= Complete the following =
1 – Answer these questions about the text on SQLite as the MP3 of data.
(a) How many camps do the people who question the author's use of SQLite tend to cluster into?
(b) Roughly how many years has the author spent in the data handling business?
(c) Which Twitter client is named as having SQLite embedded in it?
2 – Write out, word for word, the portion of the text on SQLite as the MP3 of data between "But why SQLite" and "what’s a datasmith?", inclusive.

= Text shown =
__________________________________________________

SQLite as the MP3 of data

… and Excel as its “mixing desk”.

When I tell people that I use SQLite in combination with Excel (via microETL and now via my latest offering The Datasmith’s HAMMER) as my datasmithing platform, many ask why SQLite? (Many others ask why Excel?  but “sin scéal eile”, that’s another discussion – Excel as the iPod of Downloaded Data.) Those that question my use of SQLite tend to cluster into four camps:

  • Pure Excel jocks.
  • MS Access fans.
  • The client server database brigade (SQL Server,Oracle; or if FOSS fans; MySQL, PostrgeSQL).
  • The MOLAP folks (Essbase, TM1, Palo).

Now while I have used and will continue to use/encounter all four ‘approaches’, I’ve come to believe over the last couple of years that SQLite brings something special to the datasmithing game. When I look back over nearly 30 years in the data handling business I keep thinking – “If only I had SQLite then, how much easier/quicker/cheaper that task would have been!”.

Just as “fractional horsepower” electrical motors revolutionised manufacturing and eventually all our lives (car starter-motors, fridge motors, washing machines etc.), “fractional horsepower” databases can do the same for data. Distributing data to where it is needed.

As operational local caches, this use of SQLite is already far advanced. SQLite is embedded in lots of every day software tools, everything from McAfee anti-virus to TweetDeck Twitter clients (best one IMHO). But my interest is more in SQLite’s potential as a micro-BI (or maybe more correctly a distributed-BI) platform. A sort of MP3 format for distributed structured data, if you like.

But why SQLite (and in particular SQLite in combination with Excel) as my datasmithing tool rather than the four other approaches?  First, what’s a datasmith?

__________________________________________________

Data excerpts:
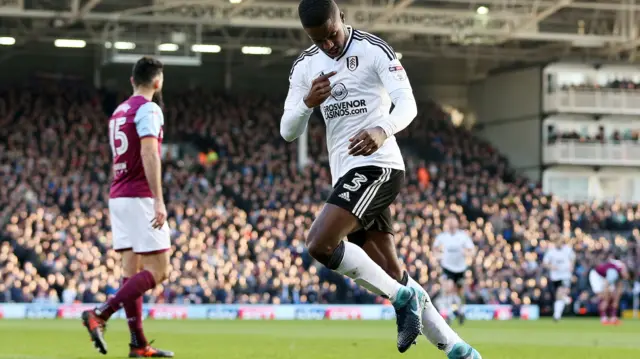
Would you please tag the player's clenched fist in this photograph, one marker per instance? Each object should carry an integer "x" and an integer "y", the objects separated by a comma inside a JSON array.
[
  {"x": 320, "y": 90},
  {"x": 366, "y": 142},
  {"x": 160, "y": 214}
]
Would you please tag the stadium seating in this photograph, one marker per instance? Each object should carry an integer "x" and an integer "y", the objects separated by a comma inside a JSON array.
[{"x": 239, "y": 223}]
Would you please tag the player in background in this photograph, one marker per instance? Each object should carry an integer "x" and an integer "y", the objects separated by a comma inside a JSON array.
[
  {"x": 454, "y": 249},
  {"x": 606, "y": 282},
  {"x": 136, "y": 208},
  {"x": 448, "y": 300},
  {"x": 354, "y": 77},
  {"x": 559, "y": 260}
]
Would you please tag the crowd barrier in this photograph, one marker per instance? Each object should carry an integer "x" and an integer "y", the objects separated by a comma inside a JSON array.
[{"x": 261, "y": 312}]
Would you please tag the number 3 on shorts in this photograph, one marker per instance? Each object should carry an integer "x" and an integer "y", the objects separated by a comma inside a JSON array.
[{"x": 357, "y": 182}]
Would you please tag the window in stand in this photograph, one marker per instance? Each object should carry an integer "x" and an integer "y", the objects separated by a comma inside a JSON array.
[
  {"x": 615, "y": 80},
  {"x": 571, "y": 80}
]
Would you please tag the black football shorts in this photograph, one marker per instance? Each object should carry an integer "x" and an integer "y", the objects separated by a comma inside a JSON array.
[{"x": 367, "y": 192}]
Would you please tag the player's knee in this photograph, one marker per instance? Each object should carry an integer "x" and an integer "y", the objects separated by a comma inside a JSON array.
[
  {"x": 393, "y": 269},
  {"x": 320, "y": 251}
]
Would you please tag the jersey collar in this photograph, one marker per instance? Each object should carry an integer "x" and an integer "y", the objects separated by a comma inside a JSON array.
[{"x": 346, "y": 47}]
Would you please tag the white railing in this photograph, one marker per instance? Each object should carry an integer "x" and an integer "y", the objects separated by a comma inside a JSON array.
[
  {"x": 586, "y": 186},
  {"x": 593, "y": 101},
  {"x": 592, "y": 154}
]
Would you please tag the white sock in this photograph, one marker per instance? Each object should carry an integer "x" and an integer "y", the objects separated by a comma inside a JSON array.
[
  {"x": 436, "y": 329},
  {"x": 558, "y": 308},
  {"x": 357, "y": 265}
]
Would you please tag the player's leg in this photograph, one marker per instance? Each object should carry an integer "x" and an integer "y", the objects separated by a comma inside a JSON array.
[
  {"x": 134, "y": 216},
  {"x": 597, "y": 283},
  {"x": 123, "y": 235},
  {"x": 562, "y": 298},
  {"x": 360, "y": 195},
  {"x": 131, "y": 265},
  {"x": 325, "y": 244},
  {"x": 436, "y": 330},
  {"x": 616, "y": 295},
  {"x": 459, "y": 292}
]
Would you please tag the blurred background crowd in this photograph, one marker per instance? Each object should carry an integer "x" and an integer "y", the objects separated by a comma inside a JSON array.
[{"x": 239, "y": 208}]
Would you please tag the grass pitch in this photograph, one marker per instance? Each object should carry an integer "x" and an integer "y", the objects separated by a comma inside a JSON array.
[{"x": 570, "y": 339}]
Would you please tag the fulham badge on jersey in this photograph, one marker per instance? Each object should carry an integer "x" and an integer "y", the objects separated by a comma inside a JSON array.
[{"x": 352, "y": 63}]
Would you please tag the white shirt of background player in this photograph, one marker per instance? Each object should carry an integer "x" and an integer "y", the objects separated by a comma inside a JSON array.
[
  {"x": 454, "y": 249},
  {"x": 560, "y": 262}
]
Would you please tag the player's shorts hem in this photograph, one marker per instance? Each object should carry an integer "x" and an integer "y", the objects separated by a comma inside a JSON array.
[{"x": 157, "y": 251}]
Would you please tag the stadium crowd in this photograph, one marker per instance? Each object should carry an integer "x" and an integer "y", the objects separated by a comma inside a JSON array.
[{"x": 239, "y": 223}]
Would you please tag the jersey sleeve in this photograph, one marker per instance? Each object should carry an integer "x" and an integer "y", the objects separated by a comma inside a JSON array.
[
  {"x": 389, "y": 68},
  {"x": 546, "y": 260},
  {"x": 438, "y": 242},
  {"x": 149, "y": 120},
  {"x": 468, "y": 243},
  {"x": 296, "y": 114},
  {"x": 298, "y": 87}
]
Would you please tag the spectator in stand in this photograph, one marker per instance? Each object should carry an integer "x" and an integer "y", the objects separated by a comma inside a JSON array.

__________________________________________________

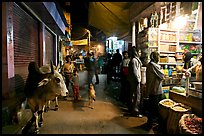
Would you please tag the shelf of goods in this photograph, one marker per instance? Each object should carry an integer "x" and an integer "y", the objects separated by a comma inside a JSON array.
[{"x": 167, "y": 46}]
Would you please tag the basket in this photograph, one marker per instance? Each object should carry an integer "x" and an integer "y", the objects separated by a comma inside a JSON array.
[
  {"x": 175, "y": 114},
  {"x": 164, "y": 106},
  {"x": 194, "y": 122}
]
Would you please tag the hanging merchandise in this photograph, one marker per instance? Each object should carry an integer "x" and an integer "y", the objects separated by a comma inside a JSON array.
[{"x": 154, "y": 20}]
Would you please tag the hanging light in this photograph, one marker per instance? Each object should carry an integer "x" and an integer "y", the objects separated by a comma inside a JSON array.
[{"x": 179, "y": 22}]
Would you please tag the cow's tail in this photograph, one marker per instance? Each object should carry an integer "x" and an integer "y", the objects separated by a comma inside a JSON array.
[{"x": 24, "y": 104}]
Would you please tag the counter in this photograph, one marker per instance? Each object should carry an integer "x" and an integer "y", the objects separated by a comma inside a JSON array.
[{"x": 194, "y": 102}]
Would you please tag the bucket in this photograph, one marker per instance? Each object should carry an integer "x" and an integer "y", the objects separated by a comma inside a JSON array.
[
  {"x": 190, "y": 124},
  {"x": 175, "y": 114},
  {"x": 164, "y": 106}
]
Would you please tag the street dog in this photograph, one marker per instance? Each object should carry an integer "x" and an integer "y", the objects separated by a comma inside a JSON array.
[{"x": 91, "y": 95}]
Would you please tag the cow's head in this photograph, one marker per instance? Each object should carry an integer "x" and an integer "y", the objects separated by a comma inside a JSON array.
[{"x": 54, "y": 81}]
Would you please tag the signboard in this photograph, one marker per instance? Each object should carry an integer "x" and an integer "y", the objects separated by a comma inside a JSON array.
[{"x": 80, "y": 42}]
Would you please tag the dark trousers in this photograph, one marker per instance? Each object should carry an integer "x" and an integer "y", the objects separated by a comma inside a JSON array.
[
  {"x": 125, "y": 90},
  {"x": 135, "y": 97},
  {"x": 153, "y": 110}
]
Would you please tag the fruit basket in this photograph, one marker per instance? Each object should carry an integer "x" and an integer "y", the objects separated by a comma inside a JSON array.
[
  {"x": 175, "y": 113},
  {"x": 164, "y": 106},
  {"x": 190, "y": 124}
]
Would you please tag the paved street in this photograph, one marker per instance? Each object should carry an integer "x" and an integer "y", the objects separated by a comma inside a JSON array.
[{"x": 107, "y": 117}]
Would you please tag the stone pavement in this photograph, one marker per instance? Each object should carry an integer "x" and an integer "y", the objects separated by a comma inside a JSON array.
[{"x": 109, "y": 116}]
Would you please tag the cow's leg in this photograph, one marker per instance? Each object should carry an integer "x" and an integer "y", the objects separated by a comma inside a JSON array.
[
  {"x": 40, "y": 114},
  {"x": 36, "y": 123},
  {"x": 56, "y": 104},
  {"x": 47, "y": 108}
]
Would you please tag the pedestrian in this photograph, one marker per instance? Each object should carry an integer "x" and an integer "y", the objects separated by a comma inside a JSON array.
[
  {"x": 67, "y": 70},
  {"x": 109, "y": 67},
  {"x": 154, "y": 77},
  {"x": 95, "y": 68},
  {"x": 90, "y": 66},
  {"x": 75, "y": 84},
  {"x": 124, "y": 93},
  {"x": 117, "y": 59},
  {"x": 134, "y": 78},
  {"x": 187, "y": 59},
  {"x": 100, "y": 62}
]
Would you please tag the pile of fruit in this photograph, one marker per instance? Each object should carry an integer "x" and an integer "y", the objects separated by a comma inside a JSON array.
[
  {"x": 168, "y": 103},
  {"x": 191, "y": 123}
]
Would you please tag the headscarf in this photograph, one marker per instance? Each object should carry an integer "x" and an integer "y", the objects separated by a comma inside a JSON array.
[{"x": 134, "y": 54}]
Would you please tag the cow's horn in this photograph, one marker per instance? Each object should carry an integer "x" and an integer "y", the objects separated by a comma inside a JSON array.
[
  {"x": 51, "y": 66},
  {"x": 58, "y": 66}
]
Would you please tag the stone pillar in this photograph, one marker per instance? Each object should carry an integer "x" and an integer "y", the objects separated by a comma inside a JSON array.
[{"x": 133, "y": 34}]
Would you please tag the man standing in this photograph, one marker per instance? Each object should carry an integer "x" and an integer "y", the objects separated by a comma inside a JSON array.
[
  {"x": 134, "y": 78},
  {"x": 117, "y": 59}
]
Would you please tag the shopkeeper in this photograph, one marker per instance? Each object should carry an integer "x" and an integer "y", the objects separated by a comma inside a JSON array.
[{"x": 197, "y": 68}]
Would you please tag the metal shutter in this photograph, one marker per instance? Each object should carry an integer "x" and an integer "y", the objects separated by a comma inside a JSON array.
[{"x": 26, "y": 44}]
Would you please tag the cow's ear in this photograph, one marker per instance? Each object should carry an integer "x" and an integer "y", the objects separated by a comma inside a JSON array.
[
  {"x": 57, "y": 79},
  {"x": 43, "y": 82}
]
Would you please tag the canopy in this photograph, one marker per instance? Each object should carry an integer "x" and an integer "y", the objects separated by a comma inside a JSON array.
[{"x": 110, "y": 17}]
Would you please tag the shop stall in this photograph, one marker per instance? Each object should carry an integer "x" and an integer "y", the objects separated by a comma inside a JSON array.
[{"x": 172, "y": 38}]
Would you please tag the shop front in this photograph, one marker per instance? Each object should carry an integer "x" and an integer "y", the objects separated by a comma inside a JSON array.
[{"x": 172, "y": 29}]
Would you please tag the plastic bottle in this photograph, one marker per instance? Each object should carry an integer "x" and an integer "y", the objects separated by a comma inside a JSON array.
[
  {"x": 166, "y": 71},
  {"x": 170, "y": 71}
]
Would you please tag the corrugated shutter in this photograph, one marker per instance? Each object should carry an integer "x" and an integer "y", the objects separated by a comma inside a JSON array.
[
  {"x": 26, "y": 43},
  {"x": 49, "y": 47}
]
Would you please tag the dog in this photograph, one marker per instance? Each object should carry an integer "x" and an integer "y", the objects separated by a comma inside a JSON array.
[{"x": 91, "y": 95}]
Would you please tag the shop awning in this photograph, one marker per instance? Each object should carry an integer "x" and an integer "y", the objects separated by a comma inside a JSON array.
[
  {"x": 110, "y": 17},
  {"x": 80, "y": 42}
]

__________________________________________________

= Outputs by task =
1 –
(a) Four.
(b) Nearly 30 years.
(c) TweetDeck.

2 –
But why SQLite (and in particular SQLite in combination with Excel) as my datasmithing tool rather than the four other approaches?  First, what’s a datasmith?